Passage to read:
What is an Adapter Pattern?
The Adapter Pattern connects two incompatible objects by exposing an interface compatible with the Client. The object refers to a class, web service, REST API, process, or physical device depending upon your context.
Consider a C# Web Application displaying Weather Updates on its landing by utilizing the third-party REST API.
In this application, there are three participating objects in the Adapter Pattern:
- A Weather REST API (Adaptee) has the functionality of weather updates. The Weather REST API only understands JSON.
- The C# MVC Web Application (Client) displays weather updates on its landing page using the Weather Web Service.
- The Adapter enables the Client to utilize the Adaptee functionality. It does that by doing two things:
- It converts the Client's input to the format acceptable to Adaptee i.e. JSON to C# Object(s).
- It converts the Adaptee's output to the format acceptable to the Client i.e. C# Object(s) to JSON.
A sequence diagram of an Adapter Pattern is below:
Any application that integrates with other services might already use an Adapter Pattern in the form of SDK. Some examples are below:
- AWS S3 C# SDK is an Adapter that hides the REST API (Adaptee).
- C# OAUTH 2.0 SDK for Authorization.
- Virus Scanner, which utilizes unmanaged code.
- Reading MS Office files.
- CSV Reader.
In light of the above examples, any IO-based operations essentially implement an Adapter Pattern.
Applying an Adapter Pattern to match the Adaptee with your application domain language is often beneficial. In the DDD context, an Anti-Corruption Layer implements an Adapter Pattern. For example, an internal or third-party service might use very different naming conventions than your application. An old JAVA SOAP Web Service often uses underscore in properties names such as first_name, last_name, user_role, etc.
Why use it?
You should use it when one of the following reason apply:
- To make the Adaptee compatible with your use case.
- To encapsulate the communication between the Client and Adaptee.
- To encapsulate the input & output conversion also known as serialization and de-serialization.

Records provided:
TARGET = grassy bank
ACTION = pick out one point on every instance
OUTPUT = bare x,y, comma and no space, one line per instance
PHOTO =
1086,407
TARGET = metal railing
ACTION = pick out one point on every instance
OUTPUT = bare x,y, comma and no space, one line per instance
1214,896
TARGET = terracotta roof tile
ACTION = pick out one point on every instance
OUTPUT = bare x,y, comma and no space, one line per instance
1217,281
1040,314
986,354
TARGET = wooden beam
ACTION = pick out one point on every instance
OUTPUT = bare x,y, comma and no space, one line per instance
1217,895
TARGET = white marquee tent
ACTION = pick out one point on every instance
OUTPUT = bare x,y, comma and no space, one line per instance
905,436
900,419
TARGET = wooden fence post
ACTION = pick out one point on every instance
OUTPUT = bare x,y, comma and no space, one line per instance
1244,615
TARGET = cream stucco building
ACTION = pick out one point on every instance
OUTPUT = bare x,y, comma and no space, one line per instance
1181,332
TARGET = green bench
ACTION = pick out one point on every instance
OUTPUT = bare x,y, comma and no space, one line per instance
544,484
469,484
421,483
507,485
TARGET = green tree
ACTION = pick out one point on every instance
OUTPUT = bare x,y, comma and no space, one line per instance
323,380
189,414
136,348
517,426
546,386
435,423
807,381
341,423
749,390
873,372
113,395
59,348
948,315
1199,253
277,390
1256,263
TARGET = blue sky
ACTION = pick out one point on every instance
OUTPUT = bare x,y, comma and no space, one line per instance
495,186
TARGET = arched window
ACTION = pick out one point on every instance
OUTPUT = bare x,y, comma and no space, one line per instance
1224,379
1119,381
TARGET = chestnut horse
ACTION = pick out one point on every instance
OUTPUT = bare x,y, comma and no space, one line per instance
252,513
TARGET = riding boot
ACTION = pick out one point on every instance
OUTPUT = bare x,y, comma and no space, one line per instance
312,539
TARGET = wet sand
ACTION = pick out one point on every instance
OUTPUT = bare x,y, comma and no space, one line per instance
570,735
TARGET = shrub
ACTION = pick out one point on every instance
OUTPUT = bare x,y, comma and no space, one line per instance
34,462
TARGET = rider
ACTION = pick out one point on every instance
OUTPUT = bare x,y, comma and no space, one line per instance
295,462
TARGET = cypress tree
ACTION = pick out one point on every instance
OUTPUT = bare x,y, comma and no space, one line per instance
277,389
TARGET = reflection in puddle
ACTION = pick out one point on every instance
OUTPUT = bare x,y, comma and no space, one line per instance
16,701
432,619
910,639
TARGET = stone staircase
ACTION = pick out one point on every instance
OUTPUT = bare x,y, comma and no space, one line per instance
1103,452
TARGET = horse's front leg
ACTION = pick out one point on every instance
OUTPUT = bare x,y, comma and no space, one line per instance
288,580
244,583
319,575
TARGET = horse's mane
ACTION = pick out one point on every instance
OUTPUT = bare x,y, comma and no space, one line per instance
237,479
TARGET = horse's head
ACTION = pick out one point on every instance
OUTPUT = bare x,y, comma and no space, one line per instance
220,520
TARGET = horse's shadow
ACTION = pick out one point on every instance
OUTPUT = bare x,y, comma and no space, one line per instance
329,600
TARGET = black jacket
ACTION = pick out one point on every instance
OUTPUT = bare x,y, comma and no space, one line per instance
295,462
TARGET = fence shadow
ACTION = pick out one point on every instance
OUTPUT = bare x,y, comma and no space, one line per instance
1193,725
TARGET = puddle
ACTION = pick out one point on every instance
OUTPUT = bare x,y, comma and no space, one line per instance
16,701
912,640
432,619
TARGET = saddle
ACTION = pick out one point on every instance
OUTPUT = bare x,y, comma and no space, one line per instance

Task prompt:
Pick up the text on the Adapter Pattern after its last sentence and carry it on. The material above is separate from the text on the Adapter Pattern and is not part of it.

The answer:
- To protect the domain model language from using unknown concepts.
Though replacing the Adaptee is not the primary intent of the pattern, C# implementation can help replace the Adaptee without changing the Client usage call-site. The new Adaptee must provide the same business operations for any replacement to succeed. An Adapter pattern can be helpful to migrate legacy applications to newer implementations slowly.
The Adapter Pattern is similar to the Wrapper Pattern, where a wrapper around the original implementation makes the API match the current application domain context.
How to implement it?
Structure of Adapter Pattern
A class diagram of the Adapter Pattern is below:
Weather Service Adapter
A weather service adapter is a generic example when application integrates with other web services. Implementation is below:
//MVC controller returning weather update view - controller is acting as Client
public class DashboardController : Controller
{
private readonly IWeatherServiceAdapter _weatherServiceAdapter;
public DashboardController(IWeatherServiceAdapter weatherServiceAdapter){
_weatherServiceAdapter = weatherServiceAdapter;
}
public IHttpAction DisplayWeatherUpdate(string zipCode){
return View("WeatherDashboard", GetWeatherUpdate());
WeatherStats GetWeatherUpdate(){
var weatherStats = _weatherServiceAdapter.GetWeatherUpdate(zipCode);
return weatherStats;
}
}
}
//Adapter interface
public interface IWeatherServiceAdapter{
Task<WeatherStats> GetWeatherUpdate(string zipCode);
}
//Adapter interface implementation
//It hides communication to REST API, and transformation of request and response
public class WeatherServiceAdapter : IWeatherServiceAdapter
{
private readonly HttpClient _httpClient;
private readonly string _remoteServiceBaseUrl;
public WeatherServiceAdapter(HttpClient httpClient)
{
_httpClient = httpClient;
}
public async Task<WeatherStats> GetWeatherUpdate(string zipCode)
{
var uri = string.Join(_remoteServiceBaseUrl, "/", zipCode);
//call the REST endpoint of weather service (Adaptee)
var responseString = await _httpClient.GetStringAsync(uri);
//Transforming the JSON response to C# object which is acceptable the Client (Controller)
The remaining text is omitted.